- [Problem]: Extract all of the entries and give them again, word for word.

- [Supplied data]:
————————

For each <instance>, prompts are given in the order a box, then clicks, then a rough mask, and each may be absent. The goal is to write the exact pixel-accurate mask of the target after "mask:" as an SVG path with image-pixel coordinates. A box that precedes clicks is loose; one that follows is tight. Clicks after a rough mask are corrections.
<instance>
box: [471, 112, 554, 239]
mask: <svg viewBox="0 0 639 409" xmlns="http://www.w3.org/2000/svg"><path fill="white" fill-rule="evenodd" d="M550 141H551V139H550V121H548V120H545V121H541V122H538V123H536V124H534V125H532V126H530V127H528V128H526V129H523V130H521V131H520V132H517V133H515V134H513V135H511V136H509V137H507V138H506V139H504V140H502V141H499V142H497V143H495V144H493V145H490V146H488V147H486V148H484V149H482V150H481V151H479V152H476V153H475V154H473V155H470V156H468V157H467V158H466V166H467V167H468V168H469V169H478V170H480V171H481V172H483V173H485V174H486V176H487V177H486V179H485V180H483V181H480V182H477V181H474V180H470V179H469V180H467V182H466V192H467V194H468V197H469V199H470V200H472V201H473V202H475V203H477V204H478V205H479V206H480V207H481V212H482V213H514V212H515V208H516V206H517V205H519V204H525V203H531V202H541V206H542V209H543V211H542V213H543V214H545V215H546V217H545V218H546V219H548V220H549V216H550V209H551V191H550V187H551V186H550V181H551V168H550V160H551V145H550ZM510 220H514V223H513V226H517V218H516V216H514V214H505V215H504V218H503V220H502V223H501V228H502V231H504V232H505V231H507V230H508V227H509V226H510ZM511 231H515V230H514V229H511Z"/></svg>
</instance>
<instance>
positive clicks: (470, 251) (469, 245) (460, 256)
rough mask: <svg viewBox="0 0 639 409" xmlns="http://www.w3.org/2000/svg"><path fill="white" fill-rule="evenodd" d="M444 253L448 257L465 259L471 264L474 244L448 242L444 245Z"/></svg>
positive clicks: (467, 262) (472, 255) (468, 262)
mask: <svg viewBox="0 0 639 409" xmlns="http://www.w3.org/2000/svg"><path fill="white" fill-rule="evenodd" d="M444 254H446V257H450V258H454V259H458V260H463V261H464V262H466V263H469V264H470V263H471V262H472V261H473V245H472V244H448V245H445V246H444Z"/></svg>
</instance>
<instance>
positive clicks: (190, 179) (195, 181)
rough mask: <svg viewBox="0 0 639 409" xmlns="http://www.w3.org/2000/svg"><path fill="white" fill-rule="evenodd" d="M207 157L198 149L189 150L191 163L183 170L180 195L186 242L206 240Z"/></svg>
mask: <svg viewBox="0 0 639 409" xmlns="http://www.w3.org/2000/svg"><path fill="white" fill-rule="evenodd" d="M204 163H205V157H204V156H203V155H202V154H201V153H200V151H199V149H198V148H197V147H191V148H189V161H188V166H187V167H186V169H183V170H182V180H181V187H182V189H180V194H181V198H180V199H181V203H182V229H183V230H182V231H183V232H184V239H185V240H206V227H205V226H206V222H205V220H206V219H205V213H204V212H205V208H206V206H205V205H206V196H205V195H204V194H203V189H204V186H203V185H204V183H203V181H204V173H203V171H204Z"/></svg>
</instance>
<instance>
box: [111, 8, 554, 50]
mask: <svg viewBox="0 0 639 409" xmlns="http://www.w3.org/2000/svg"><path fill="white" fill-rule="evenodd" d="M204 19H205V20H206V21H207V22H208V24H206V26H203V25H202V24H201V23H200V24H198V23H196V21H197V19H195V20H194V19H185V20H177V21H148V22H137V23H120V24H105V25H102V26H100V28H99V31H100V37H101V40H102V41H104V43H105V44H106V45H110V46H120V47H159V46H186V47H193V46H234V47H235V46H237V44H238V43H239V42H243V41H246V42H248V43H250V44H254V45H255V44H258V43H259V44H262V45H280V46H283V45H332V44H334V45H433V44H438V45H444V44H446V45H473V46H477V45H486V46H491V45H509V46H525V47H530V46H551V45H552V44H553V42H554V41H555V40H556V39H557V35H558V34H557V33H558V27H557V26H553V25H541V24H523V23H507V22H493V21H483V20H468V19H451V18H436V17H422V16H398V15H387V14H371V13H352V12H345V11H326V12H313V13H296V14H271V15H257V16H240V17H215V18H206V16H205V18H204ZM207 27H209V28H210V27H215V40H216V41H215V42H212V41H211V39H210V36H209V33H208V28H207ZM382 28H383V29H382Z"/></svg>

————————

- [Your solution]:
For each <instance>, prompts are given in the order a box, then clicks, then a rough mask, and each may be absent. The goal is to write the exact pixel-accurate mask of the target after "mask:" as an SVG path with image-pixel coordinates. A box that precedes clicks is loose; one that follows is tight. Clicks after a rough mask are corrections.
<instance>
box: [471, 112, 554, 239]
mask: <svg viewBox="0 0 639 409" xmlns="http://www.w3.org/2000/svg"><path fill="white" fill-rule="evenodd" d="M550 141H551V139H550V121H548V120H545V121H541V122H538V123H536V124H534V125H532V126H530V127H528V128H526V129H523V130H521V131H520V132H517V133H515V134H513V135H511V136H509V137H507V138H506V139H504V140H502V141H499V142H497V143H495V144H493V145H490V146H488V147H486V148H484V149H482V150H481V151H479V152H476V153H475V154H473V155H470V156H468V157H467V158H466V166H467V167H468V168H469V169H478V170H480V171H481V172H483V173H485V174H486V176H487V177H486V179H485V180H483V181H480V182H477V181H474V180H470V179H469V180H467V182H466V192H467V194H468V197H469V199H470V200H472V201H473V202H475V203H477V204H478V205H479V206H480V207H481V212H482V213H514V212H515V208H516V206H517V205H519V204H525V203H531V202H541V206H542V209H543V211H542V213H543V214H545V215H546V217H545V218H546V219H548V220H549V216H550V209H551V191H550V187H551V186H550V181H551V168H550V160H551V145H550ZM510 220H514V223H513V226H517V218H516V216H514V214H505V215H504V218H503V220H502V223H501V228H502V231H504V232H505V231H507V230H508V227H509V226H510ZM511 231H515V230H514V229H511Z"/></svg>
</instance>
<instance>
positive clicks: (470, 251) (469, 245) (460, 256)
rough mask: <svg viewBox="0 0 639 409" xmlns="http://www.w3.org/2000/svg"><path fill="white" fill-rule="evenodd" d="M444 253L448 257L465 259L471 264L474 244L448 242L444 245Z"/></svg>
positive clicks: (467, 262) (472, 255) (468, 262)
mask: <svg viewBox="0 0 639 409" xmlns="http://www.w3.org/2000/svg"><path fill="white" fill-rule="evenodd" d="M444 254H446V257H450V258H454V259H458V260H463V261H464V262H466V263H469V264H470V263H471V262H472V261H473V245H472V244H448V245H445V246H444Z"/></svg>
</instance>
<instance>
positive clicks: (190, 179) (195, 181)
rough mask: <svg viewBox="0 0 639 409" xmlns="http://www.w3.org/2000/svg"><path fill="white" fill-rule="evenodd" d="M207 157L198 149L189 150L191 163L183 170L180 195L186 242L206 240Z"/></svg>
mask: <svg viewBox="0 0 639 409" xmlns="http://www.w3.org/2000/svg"><path fill="white" fill-rule="evenodd" d="M204 163H205V157H204V156H203V155H202V154H201V153H200V151H199V149H198V148H197V147H191V148H189V161H188V166H187V167H186V169H183V170H182V180H181V187H182V189H180V194H181V198H180V199H181V203H182V229H183V230H182V231H183V232H184V239H185V240H206V227H205V226H206V222H205V220H206V219H205V213H204V212H205V208H206V206H205V205H206V196H205V195H204V194H203V189H204V186H203V185H204V183H203V181H204V173H203V171H204Z"/></svg>
</instance>
<instance>
box: [111, 8, 554, 50]
mask: <svg viewBox="0 0 639 409" xmlns="http://www.w3.org/2000/svg"><path fill="white" fill-rule="evenodd" d="M204 19H205V20H206V21H207V22H208V24H206V26H203V25H202V24H201V23H200V24H198V23H196V21H197V19H195V20H194V19H185V20H177V21H148V22H137V23H120V24H105V25H102V26H100V28H99V31H100V37H101V40H102V41H104V43H105V44H106V45H110V46H120V47H159V46H186V47H193V46H234V47H235V46H237V44H238V43H239V42H243V41H246V42H248V43H250V44H254V45H255V44H258V43H259V44H262V45H280V46H283V45H332V44H334V45H433V44H438V45H444V44H446V45H473V46H477V45H486V46H491V45H509V46H525V47H530V46H551V45H552V44H553V42H554V41H555V40H556V39H557V35H558V34H557V33H558V27H557V26H553V25H541V24H523V23H507V22H493V21H483V20H468V19H451V18H436V17H422V16H398V15H387V14H371V13H352V12H345V11H326V12H313V13H296V14H271V15H257V16H240V17H215V18H206V16H205V18H204ZM207 27H209V28H210V27H215V40H216V41H215V42H212V41H211V39H210V36H209V33H208V28H207ZM382 28H383V29H382Z"/></svg>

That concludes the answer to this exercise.